> [GIVEN TASK]
Copy nothing but the lines running from the one containing "Where can the oven" through the end of the listing below. Drop the pictures.

> [SUPPLIED RECORDS]
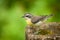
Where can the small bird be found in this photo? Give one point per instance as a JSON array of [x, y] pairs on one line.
[[35, 20]]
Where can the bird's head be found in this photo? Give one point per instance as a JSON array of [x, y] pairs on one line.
[[27, 16]]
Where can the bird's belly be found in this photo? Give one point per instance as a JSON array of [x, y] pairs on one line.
[[29, 22]]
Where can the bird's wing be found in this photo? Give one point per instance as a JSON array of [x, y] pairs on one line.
[[38, 18]]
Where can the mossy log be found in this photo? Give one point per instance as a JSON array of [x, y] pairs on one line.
[[46, 31]]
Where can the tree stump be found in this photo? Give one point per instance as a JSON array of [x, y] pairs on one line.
[[46, 31]]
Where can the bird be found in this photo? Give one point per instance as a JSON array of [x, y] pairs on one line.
[[35, 20]]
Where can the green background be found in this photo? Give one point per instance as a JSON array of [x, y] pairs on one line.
[[12, 26]]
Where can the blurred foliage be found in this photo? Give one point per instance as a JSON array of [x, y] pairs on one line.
[[12, 26]]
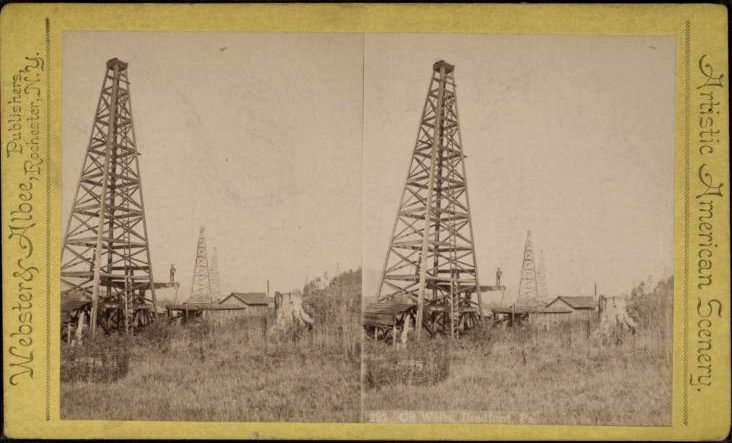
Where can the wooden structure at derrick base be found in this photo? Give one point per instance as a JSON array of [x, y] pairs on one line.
[[544, 317], [431, 255], [384, 320], [105, 261]]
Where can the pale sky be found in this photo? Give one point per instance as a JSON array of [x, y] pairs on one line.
[[292, 149], [255, 136], [569, 136]]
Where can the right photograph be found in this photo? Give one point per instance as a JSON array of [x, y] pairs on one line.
[[518, 222]]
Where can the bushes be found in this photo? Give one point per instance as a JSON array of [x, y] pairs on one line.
[[426, 362], [103, 360]]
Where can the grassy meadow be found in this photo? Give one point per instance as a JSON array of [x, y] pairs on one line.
[[561, 376], [235, 369]]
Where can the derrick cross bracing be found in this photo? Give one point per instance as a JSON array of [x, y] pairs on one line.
[[106, 257], [431, 255]]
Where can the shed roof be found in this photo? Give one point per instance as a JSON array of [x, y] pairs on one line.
[[578, 302], [386, 312], [249, 298]]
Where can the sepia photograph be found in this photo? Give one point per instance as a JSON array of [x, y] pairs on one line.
[[518, 256], [232, 291], [519, 272]]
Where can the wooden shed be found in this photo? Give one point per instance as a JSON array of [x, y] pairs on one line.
[[581, 306], [382, 320]]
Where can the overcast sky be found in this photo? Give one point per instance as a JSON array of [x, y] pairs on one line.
[[292, 149], [569, 136], [257, 137]]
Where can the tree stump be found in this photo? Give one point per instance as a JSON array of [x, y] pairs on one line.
[[289, 312], [614, 319]]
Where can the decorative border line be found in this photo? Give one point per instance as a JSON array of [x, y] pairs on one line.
[[48, 219], [685, 303]]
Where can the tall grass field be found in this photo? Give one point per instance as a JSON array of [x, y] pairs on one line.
[[236, 369], [564, 375]]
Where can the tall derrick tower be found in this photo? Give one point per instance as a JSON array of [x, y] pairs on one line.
[[528, 284], [431, 254], [105, 256], [201, 285]]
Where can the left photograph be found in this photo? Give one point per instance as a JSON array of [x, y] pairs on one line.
[[211, 254]]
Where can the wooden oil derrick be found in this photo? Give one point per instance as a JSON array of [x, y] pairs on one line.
[[106, 257], [201, 284], [528, 284], [431, 255]]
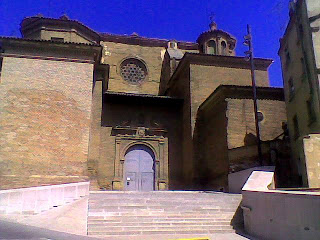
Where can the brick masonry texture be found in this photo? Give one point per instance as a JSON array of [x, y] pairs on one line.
[[241, 120], [45, 111], [151, 56]]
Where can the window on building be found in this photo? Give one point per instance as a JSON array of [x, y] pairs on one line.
[[173, 44], [296, 133], [133, 71], [212, 47], [55, 39], [1, 60], [288, 58], [311, 111], [291, 88], [223, 48], [304, 72]]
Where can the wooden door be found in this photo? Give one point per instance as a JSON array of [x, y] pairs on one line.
[[139, 169]]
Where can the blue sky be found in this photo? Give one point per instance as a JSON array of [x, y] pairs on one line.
[[179, 19]]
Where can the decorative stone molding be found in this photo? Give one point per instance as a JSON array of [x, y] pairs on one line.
[[127, 137]]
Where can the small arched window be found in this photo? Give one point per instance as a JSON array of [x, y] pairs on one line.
[[133, 71], [212, 47], [223, 48]]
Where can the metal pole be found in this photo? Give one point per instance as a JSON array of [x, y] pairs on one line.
[[254, 89]]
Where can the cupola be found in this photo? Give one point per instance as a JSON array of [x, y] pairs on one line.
[[216, 42]]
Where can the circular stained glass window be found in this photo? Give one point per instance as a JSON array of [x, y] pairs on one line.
[[133, 71]]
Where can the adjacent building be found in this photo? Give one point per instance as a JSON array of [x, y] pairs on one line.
[[128, 112], [300, 57]]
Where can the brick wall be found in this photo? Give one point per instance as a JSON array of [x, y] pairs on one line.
[[211, 163], [45, 111], [241, 123], [205, 79], [117, 52]]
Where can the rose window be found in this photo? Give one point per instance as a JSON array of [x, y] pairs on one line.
[[133, 71]]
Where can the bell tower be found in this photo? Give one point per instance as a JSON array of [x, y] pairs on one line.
[[216, 42]]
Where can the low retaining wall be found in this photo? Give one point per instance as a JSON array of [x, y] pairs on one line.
[[274, 214], [237, 180], [38, 199]]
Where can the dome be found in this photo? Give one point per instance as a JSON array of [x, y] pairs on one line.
[[216, 42]]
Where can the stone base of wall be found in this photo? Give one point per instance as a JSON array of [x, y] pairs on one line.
[[16, 181]]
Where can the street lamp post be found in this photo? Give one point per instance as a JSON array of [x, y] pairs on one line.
[[250, 57]]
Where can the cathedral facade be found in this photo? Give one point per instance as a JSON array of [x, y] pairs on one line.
[[128, 112]]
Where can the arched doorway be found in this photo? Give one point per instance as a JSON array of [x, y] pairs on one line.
[[139, 169]]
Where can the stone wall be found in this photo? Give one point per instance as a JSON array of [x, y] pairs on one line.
[[157, 114], [181, 89], [45, 108], [115, 53], [273, 214], [205, 79], [211, 161], [241, 123], [311, 146]]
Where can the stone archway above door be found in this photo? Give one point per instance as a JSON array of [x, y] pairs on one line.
[[157, 142]]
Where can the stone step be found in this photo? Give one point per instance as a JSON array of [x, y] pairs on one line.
[[160, 213], [160, 209], [166, 216], [151, 219], [148, 224], [164, 200], [158, 232], [160, 227]]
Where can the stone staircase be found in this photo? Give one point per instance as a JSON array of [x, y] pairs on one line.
[[161, 213]]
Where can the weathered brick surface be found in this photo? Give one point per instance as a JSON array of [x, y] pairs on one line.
[[45, 110], [117, 52], [241, 121], [117, 114], [225, 137], [205, 79]]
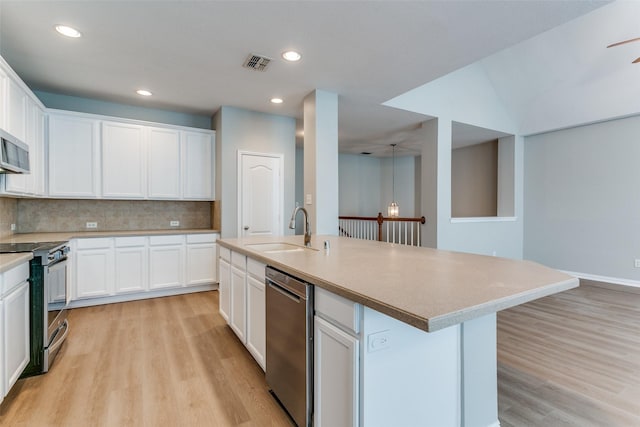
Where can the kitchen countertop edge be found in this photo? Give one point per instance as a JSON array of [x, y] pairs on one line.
[[68, 235], [431, 324], [8, 261]]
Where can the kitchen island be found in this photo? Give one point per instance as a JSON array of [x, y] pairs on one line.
[[425, 342]]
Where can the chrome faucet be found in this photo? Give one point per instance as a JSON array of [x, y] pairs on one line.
[[307, 227]]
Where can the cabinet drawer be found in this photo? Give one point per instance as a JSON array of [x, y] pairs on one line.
[[239, 260], [224, 253], [94, 243], [256, 269], [12, 278], [166, 240], [201, 238], [123, 242], [340, 310]]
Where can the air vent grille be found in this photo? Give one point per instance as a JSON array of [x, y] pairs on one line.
[[256, 62]]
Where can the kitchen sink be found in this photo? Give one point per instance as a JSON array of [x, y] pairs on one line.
[[277, 247]]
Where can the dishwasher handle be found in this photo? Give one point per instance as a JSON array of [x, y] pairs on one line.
[[289, 283], [285, 292]]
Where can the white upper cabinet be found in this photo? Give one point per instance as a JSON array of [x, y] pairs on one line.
[[16, 110], [123, 161], [164, 163], [198, 165], [132, 159], [21, 114], [73, 156]]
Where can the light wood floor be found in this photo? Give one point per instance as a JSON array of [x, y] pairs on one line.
[[571, 359], [160, 362]]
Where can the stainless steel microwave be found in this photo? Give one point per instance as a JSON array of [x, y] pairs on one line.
[[14, 154]]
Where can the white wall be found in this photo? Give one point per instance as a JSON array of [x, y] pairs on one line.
[[365, 185], [582, 204], [238, 129], [464, 96]]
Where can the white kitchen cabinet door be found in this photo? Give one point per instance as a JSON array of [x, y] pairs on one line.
[[336, 376], [238, 319], [256, 321], [164, 164], [198, 165], [16, 334], [73, 161], [94, 273], [166, 265], [224, 289], [124, 174], [201, 264], [3, 391], [131, 268]]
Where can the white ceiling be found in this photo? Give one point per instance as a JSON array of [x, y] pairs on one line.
[[190, 54]]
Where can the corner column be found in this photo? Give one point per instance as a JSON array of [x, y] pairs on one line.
[[321, 161]]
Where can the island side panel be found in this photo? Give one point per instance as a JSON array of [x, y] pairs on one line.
[[479, 372], [408, 376]]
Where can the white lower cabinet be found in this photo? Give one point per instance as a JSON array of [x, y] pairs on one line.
[[201, 259], [3, 391], [166, 261], [14, 326], [238, 316], [224, 289], [129, 267], [242, 300], [131, 261], [256, 310], [93, 267], [16, 333], [336, 361]]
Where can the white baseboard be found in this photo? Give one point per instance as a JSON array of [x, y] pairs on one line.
[[140, 295], [605, 279]]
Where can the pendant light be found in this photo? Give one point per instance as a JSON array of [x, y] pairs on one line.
[[394, 210]]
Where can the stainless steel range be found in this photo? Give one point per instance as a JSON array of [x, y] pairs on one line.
[[48, 293]]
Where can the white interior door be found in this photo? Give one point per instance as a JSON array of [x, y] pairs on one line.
[[261, 190]]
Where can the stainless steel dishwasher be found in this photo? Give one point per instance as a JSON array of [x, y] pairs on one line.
[[290, 344]]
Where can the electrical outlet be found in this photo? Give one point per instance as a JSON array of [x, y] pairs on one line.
[[379, 341]]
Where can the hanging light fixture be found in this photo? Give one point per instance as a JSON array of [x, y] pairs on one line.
[[393, 210]]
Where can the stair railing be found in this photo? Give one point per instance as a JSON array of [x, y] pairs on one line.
[[404, 231]]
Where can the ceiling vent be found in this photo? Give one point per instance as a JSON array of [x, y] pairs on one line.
[[256, 62]]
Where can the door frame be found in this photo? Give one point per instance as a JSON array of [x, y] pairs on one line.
[[239, 212]]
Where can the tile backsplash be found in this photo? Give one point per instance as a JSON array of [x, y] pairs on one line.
[[8, 215], [52, 215]]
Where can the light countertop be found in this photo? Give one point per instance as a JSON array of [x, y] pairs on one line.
[[426, 288], [68, 235]]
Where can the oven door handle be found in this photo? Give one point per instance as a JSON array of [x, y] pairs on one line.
[[59, 340], [57, 266]]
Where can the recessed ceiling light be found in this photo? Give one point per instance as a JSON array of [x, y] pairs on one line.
[[68, 31], [291, 56]]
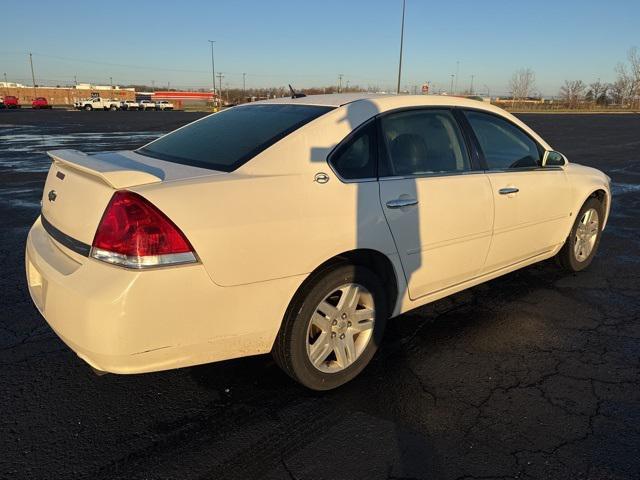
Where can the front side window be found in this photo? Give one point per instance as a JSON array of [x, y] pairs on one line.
[[226, 140], [423, 142], [504, 145], [356, 158]]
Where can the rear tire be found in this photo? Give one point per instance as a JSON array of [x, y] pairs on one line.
[[578, 251], [338, 299]]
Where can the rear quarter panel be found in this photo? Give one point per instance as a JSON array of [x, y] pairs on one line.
[[269, 219]]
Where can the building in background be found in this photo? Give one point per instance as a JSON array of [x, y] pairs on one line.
[[65, 95]]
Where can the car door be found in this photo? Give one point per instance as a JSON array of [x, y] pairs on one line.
[[531, 202], [438, 205]]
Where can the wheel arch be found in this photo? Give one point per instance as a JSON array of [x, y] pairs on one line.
[[602, 195], [375, 260]]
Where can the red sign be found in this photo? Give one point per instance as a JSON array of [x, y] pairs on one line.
[[182, 95]]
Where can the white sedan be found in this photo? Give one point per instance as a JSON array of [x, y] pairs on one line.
[[298, 227]]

> [FINAL RESULT]
Where can the oven door handle be found in this photo? Give one point per instance as a JSON array of [x, y] pairs on one line.
[[59, 340], [57, 266]]
Where can the recessed ceiling light be found in this photo? Give one point per instance as a JSON array of [x, y] pairs on one line.
[[68, 31], [291, 56]]
Where can the front side window be found in this photo? Give one point per instance as a JSON array of [x, y] pairs on one line.
[[226, 140], [423, 142], [504, 145], [356, 158]]
Where can the rear tire be found in this photo? Give one point per instance as a JSON array of [x, y] pairs on one line.
[[578, 251], [338, 299]]
Where can the rear quarter panel be found in this photo? Give one point per instance as a JSON array of [x, y] pairs on one line.
[[269, 219]]
Where can the building in background be found in this photo? Give one point per instance as a JSON array of [x, y] pairs on one line.
[[65, 95]]
Where can the car door be found in this photo? Give one point per instance as a JSON array of [x, y] pairs on one line.
[[531, 202], [438, 205]]
Where can the wheel arch be found in this photo? Give one point per instance as a JSON array of [x, y] pairs on one line.
[[602, 195], [375, 260]]
Where can the red sign be found in this photo? Give one point per instance as a JSON array of [x, y] pairs on one line.
[[182, 95]]
Where can the white sedan be found in this photo? Give one point per instance as a JSON array of [x, y] pairs on one line.
[[298, 227]]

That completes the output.